Short problem
Could you rewrite every line starting at the one containing "it: point(798, 556)." and ending at the last line of the entries, requests included, scaling each answer coordinate by 1.5 and rounding to whole numbers with halves going up? Keep the sample points inside the requests unchanged.

Records for this task
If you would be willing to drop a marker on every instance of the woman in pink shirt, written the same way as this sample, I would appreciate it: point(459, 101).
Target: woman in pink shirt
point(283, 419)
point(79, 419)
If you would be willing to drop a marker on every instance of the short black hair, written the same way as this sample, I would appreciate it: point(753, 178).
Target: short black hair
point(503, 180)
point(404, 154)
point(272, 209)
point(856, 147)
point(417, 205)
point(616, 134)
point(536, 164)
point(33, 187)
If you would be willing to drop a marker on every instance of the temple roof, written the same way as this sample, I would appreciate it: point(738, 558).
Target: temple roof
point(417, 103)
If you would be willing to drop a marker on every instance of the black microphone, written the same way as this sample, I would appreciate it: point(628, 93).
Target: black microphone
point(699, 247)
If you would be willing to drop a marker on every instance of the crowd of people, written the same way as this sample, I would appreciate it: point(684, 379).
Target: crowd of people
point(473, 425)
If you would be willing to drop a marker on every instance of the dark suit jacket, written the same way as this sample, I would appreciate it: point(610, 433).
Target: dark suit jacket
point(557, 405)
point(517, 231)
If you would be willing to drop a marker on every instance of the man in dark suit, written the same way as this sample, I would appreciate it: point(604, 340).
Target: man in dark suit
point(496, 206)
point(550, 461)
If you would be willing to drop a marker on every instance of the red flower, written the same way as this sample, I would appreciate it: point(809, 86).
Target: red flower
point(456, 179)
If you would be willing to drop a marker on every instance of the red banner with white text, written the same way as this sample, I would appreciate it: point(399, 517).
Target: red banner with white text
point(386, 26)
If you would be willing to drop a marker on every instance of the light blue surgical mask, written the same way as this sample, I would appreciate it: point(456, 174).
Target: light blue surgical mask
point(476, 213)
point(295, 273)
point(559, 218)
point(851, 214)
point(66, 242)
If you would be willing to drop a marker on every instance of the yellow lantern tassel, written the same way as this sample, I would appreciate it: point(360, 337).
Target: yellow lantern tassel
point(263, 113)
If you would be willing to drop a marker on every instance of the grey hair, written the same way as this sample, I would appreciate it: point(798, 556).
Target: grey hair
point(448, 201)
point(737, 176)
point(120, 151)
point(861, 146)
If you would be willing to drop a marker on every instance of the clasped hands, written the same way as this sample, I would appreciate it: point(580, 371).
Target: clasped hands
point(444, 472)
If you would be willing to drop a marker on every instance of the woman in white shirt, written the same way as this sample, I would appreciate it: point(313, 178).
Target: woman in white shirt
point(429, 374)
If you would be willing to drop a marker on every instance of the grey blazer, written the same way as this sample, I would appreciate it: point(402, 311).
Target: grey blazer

Answer for the task
If you would be willing to drop a marker on every instance of the grey hair, written the same way as this sample, I would appreciate it: point(798, 556).
Target: grey hair
point(672, 302)
point(1106, 264)
point(180, 227)
point(1292, 219)
If you would be willing to drop a marker on every instance of the clasped hands, written the same way as this sample, I would appreciate it: point(580, 371).
Target: clasped hands
point(666, 708)
If you would be willing to drop a marker on every instance of the woman in white shirt, written the same way as this sample, I would appreciate it: point(313, 178).
Target: woman in white shirt
point(644, 561)
If you would be willing to drop a marker on every instance of the grey blazer, written the same way as this sample, I would appreciate it: point(402, 311).
Target: grey blazer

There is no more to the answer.